Provided records below:

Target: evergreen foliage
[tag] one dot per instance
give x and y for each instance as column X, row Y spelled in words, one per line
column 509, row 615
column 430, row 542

End of Provided records.

[Instructions to follow]
Your answer must hold the line containing "give x and y" and all lines after it in the entries above, exactly, and nothing else.

[Reply to the exercise]
give x and y for each instance as column X, row Y spelled in words, one per line
column 509, row 615
column 430, row 542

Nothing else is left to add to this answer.